== Data to use ==
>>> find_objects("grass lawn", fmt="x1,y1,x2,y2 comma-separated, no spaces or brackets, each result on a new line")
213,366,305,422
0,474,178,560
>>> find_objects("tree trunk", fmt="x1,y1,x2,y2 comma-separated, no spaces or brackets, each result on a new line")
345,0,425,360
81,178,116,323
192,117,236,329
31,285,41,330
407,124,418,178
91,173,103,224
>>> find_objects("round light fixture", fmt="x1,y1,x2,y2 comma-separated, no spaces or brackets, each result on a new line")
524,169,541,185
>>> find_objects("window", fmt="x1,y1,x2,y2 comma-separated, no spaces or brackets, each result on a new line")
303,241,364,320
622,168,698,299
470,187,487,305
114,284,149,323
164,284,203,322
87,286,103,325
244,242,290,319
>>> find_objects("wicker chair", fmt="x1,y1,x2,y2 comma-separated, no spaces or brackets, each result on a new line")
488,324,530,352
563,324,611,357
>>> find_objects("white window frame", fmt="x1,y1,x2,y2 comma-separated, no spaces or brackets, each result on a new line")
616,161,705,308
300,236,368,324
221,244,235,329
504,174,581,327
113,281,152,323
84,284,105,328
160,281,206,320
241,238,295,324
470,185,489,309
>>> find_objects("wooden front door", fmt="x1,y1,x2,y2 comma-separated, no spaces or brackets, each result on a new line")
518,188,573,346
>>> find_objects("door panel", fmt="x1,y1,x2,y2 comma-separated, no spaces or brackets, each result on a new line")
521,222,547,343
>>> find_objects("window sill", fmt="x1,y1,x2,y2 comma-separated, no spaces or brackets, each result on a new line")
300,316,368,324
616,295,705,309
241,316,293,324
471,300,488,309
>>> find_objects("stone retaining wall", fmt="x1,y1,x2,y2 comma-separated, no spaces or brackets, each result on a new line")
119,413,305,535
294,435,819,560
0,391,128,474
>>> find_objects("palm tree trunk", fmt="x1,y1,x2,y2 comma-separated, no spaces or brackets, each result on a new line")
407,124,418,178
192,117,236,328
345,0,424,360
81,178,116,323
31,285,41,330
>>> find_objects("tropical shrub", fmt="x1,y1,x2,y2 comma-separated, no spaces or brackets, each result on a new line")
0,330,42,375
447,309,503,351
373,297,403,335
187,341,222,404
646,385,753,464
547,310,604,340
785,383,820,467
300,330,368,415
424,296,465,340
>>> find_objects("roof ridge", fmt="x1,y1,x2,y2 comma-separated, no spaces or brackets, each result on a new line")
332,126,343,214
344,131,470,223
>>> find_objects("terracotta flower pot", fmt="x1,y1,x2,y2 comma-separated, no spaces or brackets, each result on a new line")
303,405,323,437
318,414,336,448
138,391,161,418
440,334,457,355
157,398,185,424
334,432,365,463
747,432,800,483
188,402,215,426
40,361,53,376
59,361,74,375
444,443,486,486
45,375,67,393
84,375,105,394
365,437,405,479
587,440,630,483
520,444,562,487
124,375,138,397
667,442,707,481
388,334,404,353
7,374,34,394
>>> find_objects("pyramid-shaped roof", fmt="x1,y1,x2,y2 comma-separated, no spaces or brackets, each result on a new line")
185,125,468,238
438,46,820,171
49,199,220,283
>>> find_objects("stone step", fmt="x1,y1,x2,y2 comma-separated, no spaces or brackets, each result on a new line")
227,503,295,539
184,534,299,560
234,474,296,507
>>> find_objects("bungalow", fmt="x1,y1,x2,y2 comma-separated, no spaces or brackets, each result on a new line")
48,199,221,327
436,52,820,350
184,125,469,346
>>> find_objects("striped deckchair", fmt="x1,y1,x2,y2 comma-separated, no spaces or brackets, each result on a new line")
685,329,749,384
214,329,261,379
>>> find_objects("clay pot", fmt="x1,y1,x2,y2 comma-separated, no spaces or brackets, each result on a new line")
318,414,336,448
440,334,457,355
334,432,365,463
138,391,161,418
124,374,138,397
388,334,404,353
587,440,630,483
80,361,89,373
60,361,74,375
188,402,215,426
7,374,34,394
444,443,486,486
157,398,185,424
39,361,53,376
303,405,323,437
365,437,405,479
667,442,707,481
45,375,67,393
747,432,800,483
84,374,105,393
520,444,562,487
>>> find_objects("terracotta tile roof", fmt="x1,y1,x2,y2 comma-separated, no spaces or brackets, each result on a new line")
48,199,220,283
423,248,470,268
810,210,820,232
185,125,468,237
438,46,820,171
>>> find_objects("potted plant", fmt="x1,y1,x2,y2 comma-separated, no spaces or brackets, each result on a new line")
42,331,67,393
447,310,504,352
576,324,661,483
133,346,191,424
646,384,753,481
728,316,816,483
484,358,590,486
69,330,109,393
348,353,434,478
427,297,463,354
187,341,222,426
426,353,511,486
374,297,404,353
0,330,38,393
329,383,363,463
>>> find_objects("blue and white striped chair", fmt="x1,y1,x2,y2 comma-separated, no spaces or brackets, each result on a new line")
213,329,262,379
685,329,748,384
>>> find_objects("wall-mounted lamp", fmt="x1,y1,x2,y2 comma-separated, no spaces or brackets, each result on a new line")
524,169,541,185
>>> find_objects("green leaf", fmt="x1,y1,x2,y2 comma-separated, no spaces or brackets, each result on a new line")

== Problem requirements ==
Having read the material, return all of it word for word.

== Written answer ==
>>> find_objects("grass lawn", fmt="x1,y1,x2,y2 comma-separated, no spaces or brackets, each result on a new line")
213,366,305,422
0,474,178,560
>>> find_objects("tree trunk", fmt="x1,y1,x2,y2 comma-separated, no spaces or brackets, each result on a new line")
345,0,425,360
81,178,116,323
192,117,236,329
31,285,41,330
407,124,418,178
91,173,103,224
>>> find_objects("round light fixture", fmt="x1,y1,x2,y2 comma-separated, no spaces or brackets, each result on a new line")
524,169,541,185
>>> find_objects("window", fmt="x1,y1,x2,y2 comma-separated, no spaces or brackets, each result on a new line")
303,241,364,320
622,168,698,299
470,187,487,305
114,284,149,323
164,284,203,322
87,286,103,325
244,242,290,319
>>> find_objects("wicker chair", fmt="x1,y1,x2,y2 comma-separated, no spaces or brackets, each result on a new line")
488,324,530,352
563,324,611,357
>>> find_objects("white window frame", fmt="x1,y1,x2,y2 comma-separated, no spaces or brackets, each result on a new line")
616,161,705,308
300,236,368,324
221,244,235,329
504,174,581,327
113,281,152,323
84,284,105,328
160,281,206,320
241,238,295,324
470,185,489,309
>>> find_objects("wooden front door", fmt="x1,y1,x2,y2 comma-separated, no spaces or brackets, each result on a new line")
518,188,573,346
>>> find_objects("door panel", fmt="x1,y1,x2,y2 comma-separated, no spaces or brackets, each result on a new line")
521,222,547,343
>>> find_objects("window sill", fmt="x1,y1,x2,y2 comma-separated, no spaces or brackets, each result on a new line")
300,316,368,324
616,295,705,309
241,316,293,324
471,300,488,309
>>> find_objects("stone retaining wall", fmt="x1,y1,x2,y2 comma-separated, no spaces or brackets, each result on a new line")
119,413,305,535
294,435,819,560
0,391,128,474
>>> find_objects("palm tree trunk", fmt="x1,y1,x2,y2 comma-separated, no spaces or brackets, each result on a new line")
407,124,418,178
192,117,236,328
345,0,424,360
81,178,116,323
31,285,41,330
>>> find_objects("tropical shrub", fmt="x1,y1,x2,y2 comma-separated, no spaces or brackets, each result on a new line")
0,330,42,375
447,309,503,351
373,297,403,335
187,341,222,404
646,385,753,464
547,310,604,340
785,383,820,467
300,330,368,415
424,296,465,340
>>> find_objects("roof ridge", fmt="x1,y1,x2,y2 comma-separated, no spaces or brackets, each result on a new line")
332,126,343,214
344,131,470,223
>>> find_objects("terracotta flower pot", fmt="x1,y1,x2,y2 comma-separated, no spaces or brackets, each result on a new line")
303,405,323,437
318,414,336,448
138,391,161,418
440,334,457,355
157,398,185,424
334,432,365,463
747,432,800,483
188,402,215,426
40,361,53,376
59,361,74,375
444,443,486,486
45,375,67,393
84,375,105,394
365,437,405,479
587,440,630,483
520,444,562,487
124,375,138,397
667,442,707,481
388,334,404,353
7,374,34,394
>>> find_objects("pyramid-shaped roof", fmt="x1,y1,x2,y2 comma-separated, no spaces or brackets, each result on a new line")
185,125,468,238
438,46,820,171
49,199,220,283
>>> find_objects("stone step", fmt="x1,y1,x2,y2 comma-separated, no spaces or brackets, each result on a new line")
227,503,295,539
184,534,299,560
234,474,296,507
>>> find_objects("bungalow", fmt="x1,y1,x2,y2 comma-separated, no spaces or brackets, each result on a new line")
48,199,221,327
436,52,820,350
184,125,469,346
>>> find_objects("striped deckchair", fmt="x1,y1,x2,y2 comma-separated, no spaces or brackets, each result on a new line")
685,329,749,384
214,329,261,379
>>> find_objects("clay pot", fmt="x1,y1,x2,y2 comma-separated, no spaces or brackets, each result on a new line")
318,414,336,448
440,334,457,355
334,432,365,463
138,391,161,418
124,374,138,397
388,334,404,353
587,440,630,483
80,361,89,373
60,361,74,375
188,402,215,426
7,374,34,394
444,443,486,486
157,398,185,424
39,361,53,376
303,405,323,437
365,437,405,479
667,442,707,481
45,375,67,393
747,432,800,483
84,374,105,393
520,444,562,487
>>> find_objects("terracotta tile roof", fmt="x1,y1,x2,y2 comma-separated, no spaces or brackets, each result on a new line")
48,199,220,283
423,248,470,268
810,210,820,232
185,125,468,237
438,46,820,171
>>> find_objects("potted plant", fmt="x1,y1,x2,y2 comma-separated, no spaces or brackets, each result on a new line")
42,331,67,393
447,310,504,352
576,324,661,483
133,346,191,424
646,384,753,481
728,316,816,483
484,358,590,486
69,330,109,393
348,353,434,478
427,297,463,354
187,341,222,426
426,353,511,486
374,297,404,353
0,330,38,393
329,383,363,463
>>> find_objects("blue and white striped chair", fmt="x1,y1,x2,y2 comma-separated, no spaces or brackets, each result on a new line")
213,329,262,379
685,329,748,384
>>> find_objects("wall-mounted lamp", fmt="x1,y1,x2,y2 comma-separated, no spaces or brackets, each result on a new line")
524,169,541,185
>>> find_objects("green leaf", fmt="x1,y1,x2,y2 comma-separated, no spaces or brackets, each result on a new line")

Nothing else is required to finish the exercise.